Records from a dataset
***

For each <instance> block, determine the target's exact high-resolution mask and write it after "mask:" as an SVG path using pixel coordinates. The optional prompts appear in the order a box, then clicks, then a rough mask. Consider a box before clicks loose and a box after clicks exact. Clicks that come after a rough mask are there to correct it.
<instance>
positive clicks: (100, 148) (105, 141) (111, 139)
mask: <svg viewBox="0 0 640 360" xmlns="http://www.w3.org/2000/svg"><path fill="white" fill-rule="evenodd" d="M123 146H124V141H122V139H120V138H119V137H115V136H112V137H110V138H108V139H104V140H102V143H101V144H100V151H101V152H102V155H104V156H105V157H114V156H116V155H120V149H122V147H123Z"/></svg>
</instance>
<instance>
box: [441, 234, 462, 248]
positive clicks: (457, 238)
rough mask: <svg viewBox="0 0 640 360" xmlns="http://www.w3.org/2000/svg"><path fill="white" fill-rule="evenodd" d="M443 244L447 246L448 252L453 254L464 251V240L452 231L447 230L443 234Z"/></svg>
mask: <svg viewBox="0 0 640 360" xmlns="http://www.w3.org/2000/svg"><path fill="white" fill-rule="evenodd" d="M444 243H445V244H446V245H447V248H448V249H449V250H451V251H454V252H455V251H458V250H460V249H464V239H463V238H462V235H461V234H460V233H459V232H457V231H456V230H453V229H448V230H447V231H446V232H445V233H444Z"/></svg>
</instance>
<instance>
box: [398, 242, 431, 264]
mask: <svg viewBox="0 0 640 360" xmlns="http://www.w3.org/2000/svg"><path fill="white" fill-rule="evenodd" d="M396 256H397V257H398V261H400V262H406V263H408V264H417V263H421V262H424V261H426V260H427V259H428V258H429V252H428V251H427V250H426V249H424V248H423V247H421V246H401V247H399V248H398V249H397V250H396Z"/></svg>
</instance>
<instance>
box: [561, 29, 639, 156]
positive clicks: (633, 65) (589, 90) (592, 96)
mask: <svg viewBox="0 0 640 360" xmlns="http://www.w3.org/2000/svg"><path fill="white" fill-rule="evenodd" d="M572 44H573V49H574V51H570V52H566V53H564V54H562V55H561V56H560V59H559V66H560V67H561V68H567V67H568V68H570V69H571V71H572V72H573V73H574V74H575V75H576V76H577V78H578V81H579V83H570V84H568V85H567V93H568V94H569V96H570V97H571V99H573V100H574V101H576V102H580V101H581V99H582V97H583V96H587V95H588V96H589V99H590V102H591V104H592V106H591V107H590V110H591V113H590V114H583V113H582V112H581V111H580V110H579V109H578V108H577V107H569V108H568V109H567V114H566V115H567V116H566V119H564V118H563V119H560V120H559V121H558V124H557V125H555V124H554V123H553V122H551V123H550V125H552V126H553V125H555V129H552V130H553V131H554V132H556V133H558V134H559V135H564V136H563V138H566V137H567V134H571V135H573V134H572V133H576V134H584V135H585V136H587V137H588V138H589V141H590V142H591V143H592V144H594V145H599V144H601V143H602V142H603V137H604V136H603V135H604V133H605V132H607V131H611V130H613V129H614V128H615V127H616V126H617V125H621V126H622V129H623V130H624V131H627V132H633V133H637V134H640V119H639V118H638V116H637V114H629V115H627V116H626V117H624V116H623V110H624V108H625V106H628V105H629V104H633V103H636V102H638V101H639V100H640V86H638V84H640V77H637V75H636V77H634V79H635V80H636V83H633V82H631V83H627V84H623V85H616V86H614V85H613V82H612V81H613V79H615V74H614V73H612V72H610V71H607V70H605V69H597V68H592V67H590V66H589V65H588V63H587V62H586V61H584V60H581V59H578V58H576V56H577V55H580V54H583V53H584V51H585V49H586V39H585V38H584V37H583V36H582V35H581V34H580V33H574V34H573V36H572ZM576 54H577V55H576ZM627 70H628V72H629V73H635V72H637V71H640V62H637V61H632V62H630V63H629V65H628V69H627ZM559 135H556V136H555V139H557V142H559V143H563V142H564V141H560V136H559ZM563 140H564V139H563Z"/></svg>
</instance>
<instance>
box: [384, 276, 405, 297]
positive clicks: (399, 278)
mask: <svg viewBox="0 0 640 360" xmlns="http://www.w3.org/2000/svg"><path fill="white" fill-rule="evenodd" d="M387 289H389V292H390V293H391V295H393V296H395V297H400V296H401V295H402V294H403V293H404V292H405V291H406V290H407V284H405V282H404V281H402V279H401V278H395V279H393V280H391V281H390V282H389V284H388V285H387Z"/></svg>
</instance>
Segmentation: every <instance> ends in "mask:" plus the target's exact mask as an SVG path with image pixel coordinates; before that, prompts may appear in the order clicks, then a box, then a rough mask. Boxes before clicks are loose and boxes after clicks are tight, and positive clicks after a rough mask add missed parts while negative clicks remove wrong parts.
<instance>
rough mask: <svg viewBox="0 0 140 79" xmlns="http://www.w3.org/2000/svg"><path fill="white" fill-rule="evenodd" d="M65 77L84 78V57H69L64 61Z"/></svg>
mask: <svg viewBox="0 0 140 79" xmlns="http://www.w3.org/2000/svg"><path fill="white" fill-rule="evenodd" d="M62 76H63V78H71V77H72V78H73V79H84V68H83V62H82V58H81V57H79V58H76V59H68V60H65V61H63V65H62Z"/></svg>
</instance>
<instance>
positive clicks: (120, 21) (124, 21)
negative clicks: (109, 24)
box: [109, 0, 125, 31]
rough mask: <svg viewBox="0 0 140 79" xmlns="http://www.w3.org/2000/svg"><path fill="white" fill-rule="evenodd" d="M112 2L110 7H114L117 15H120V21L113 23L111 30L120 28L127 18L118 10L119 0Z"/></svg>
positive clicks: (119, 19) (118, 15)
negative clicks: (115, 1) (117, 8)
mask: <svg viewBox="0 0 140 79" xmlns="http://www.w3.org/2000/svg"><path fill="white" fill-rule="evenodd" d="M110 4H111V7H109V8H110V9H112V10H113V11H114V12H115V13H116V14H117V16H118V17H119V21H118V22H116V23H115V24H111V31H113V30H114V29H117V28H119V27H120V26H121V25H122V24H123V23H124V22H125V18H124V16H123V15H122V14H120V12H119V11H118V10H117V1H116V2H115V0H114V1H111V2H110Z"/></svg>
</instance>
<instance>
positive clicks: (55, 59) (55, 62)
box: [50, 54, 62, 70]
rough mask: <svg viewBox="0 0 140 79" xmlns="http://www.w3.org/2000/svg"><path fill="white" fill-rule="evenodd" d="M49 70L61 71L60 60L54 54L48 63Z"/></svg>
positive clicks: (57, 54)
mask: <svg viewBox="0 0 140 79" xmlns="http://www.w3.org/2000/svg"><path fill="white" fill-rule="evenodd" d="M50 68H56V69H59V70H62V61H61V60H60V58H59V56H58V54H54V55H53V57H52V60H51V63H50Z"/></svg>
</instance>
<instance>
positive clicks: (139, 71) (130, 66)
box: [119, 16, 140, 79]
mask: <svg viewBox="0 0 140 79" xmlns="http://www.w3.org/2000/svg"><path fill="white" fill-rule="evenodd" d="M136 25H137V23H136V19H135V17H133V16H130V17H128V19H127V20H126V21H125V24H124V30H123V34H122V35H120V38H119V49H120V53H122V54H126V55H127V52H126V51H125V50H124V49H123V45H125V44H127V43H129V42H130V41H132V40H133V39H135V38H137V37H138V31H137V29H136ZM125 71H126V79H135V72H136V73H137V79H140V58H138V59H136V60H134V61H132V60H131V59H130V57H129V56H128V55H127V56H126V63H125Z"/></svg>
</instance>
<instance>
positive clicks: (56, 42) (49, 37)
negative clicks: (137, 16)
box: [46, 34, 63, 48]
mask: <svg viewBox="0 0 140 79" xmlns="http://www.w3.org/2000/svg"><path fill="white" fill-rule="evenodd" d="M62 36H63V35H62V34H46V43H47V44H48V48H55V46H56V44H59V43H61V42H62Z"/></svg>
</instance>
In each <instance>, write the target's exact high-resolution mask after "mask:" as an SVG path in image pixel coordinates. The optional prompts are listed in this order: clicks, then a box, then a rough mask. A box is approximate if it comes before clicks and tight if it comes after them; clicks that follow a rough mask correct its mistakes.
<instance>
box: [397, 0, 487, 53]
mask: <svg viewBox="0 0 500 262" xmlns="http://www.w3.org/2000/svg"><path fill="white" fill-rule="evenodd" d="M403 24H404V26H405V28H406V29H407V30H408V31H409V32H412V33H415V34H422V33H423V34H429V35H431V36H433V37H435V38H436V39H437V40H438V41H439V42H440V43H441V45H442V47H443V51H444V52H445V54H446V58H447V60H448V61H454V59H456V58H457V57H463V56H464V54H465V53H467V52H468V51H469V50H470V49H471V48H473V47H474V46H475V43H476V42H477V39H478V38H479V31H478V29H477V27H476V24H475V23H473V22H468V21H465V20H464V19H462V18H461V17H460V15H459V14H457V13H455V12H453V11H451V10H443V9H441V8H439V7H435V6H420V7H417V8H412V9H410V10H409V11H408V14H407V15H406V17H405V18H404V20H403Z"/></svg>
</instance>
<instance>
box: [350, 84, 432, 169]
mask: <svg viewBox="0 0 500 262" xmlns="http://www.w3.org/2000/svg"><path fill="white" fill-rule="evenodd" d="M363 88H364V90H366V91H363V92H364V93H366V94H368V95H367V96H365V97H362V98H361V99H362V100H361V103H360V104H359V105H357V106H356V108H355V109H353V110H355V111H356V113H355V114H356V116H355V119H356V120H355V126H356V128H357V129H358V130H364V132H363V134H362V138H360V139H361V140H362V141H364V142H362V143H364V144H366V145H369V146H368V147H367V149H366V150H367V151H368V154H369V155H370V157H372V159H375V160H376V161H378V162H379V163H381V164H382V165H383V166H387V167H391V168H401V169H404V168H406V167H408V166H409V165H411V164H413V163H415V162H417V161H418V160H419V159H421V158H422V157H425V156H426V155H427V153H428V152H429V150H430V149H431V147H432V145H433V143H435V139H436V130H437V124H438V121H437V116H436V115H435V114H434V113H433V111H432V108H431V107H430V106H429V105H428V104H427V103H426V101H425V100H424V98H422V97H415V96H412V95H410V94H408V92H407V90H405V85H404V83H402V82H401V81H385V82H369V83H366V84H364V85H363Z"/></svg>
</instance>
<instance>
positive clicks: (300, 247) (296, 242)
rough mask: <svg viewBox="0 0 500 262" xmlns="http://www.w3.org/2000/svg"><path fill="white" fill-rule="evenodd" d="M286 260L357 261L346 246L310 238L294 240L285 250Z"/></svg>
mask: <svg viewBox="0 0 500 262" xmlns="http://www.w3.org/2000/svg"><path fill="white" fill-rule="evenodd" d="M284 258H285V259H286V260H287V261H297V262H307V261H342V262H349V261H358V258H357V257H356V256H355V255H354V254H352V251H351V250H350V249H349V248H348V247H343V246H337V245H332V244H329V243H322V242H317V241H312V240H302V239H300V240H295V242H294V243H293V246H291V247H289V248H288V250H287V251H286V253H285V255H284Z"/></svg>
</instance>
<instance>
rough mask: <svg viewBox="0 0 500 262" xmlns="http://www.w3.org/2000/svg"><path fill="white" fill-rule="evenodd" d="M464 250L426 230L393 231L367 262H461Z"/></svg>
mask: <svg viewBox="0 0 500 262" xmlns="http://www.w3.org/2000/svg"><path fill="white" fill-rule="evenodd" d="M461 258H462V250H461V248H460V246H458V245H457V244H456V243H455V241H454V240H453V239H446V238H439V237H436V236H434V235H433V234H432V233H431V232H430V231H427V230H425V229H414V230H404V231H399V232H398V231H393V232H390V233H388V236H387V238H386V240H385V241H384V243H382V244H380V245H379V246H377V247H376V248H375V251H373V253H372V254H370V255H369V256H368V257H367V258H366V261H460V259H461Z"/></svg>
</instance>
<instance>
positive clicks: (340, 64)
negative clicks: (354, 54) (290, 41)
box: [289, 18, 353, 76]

***

_Work instructions_: Where a line above contains the word "coordinates", copy that line.

_Exercise solution_:
For each <instance> block, determine the target's exact high-resolution mask and write it after "mask:" as an SVG path using pixel coordinates. The optional prompts appear in the order a box, then clicks, then a rough mask. Consider a box before clicks loose and a box after clicks exact. Clicks that come after a rough mask are there to correct it.
Segmentation: every <instance> ends in "mask:" plus the target's exact mask as an SVG path with image pixel coordinates; before that, prompts may appear in the order clicks, then a box, then a rough mask. Boxes before clicks are loose and boxes after clicks are tight, and positive clicks after a rough mask add missed parts while negative clicks remove wrong parts.
In each <instance>, write the target's exact high-resolution mask after "mask:" as an SVG path in image pixel coordinates. The optional prompts are listed in this order: clicks, then a box, then a rough mask. A box is approximate if it comes before clicks and tight if it comes after them; clicks that follow a rough mask correct its mistakes.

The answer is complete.